■ **What to produce**
In the records below, from the line with "Expected: the position of each instance of the coca-cola" to the line with "(1269, 316)", could you swap "logo" for "emblem" and give those lines back with nothing else altered?

■ **The data**
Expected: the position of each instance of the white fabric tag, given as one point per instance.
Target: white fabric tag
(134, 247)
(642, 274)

* * *

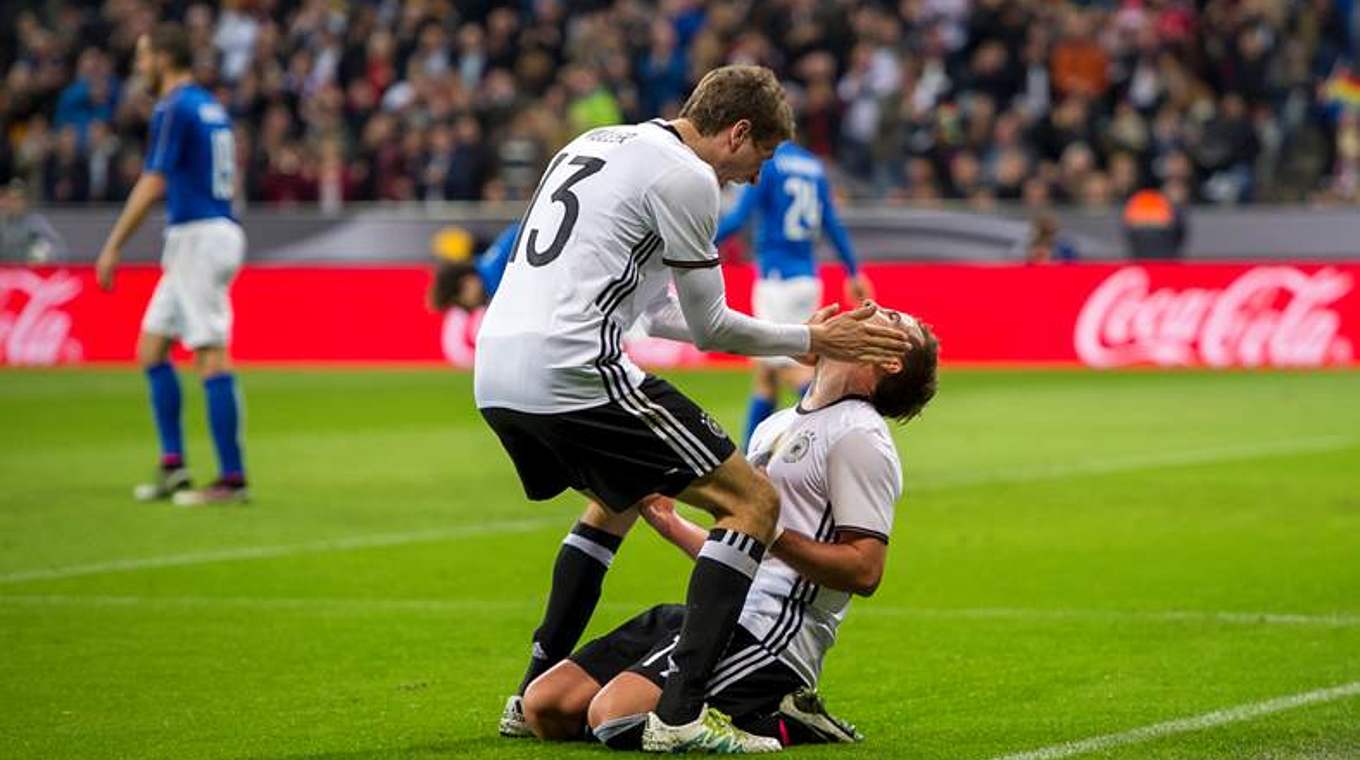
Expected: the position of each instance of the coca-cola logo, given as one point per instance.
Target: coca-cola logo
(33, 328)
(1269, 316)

■ **Result**
Expected: the position of each instance of the coca-cola emblem, given as one point per instance.
Target: coca-cola emblem
(33, 328)
(1269, 316)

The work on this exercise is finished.